(Data section)

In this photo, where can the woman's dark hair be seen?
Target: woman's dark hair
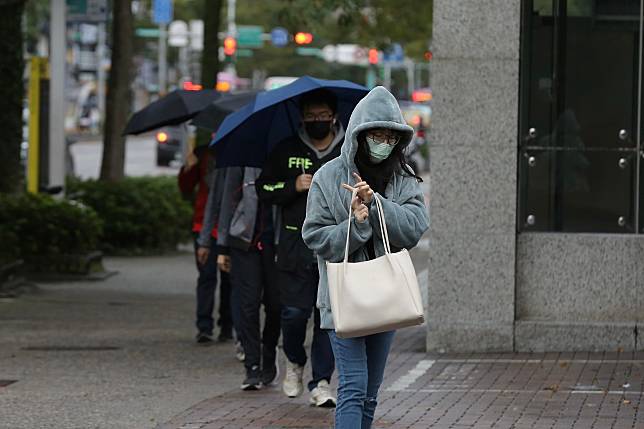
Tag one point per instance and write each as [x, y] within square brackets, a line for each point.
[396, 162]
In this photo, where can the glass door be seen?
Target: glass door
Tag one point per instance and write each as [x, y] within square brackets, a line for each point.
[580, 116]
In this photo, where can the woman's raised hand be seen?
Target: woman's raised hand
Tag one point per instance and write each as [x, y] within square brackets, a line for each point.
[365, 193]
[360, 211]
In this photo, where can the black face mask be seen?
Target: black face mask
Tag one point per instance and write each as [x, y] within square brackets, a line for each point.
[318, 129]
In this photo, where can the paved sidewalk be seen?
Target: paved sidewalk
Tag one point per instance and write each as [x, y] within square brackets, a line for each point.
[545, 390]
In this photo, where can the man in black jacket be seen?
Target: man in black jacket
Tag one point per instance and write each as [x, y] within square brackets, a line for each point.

(End Data section)
(Data section)

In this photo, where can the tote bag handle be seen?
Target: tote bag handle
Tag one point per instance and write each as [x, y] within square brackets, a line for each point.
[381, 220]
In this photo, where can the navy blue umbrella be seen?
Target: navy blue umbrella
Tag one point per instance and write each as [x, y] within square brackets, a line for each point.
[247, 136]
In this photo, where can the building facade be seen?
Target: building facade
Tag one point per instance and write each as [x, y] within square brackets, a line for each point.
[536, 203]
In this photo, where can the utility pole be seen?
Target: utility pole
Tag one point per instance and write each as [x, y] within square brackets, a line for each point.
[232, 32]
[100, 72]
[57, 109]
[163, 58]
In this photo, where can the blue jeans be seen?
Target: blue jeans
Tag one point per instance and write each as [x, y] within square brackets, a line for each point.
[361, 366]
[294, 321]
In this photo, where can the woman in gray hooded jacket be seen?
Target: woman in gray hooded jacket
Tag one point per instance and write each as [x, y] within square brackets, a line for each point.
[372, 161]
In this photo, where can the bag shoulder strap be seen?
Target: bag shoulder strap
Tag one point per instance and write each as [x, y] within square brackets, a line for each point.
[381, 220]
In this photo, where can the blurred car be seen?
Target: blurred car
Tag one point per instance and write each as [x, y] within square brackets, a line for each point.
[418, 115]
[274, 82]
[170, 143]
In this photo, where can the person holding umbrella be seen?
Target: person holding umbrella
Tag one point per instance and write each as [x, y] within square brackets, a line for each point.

(End Data section)

Exercise goal: Set down word for word the lines above from the one with "In this photo, where can the woman's dark" up to and including the one with "Target: black face mask". Omit every picture.

Task output:
In this photo, where can the woman's dark hair be seen?
Target: woman's dark hair
Tag one point per instance and write each as [x, y] within square brackets, a line for each point.
[396, 162]
In this photo, where can the glass door be seen?
Target: glass door
Tag one point per instance and write each as [x, y] within square brackets, a line for each point.
[580, 116]
In this photo, where can the woman's raised hand be seen?
Target: woman's raised hand
Tag one point per instance and write each as [x, y] within square brackets, a line for each point.
[365, 193]
[360, 211]
In this photo, where can the black face mask be seen?
Target: black face mask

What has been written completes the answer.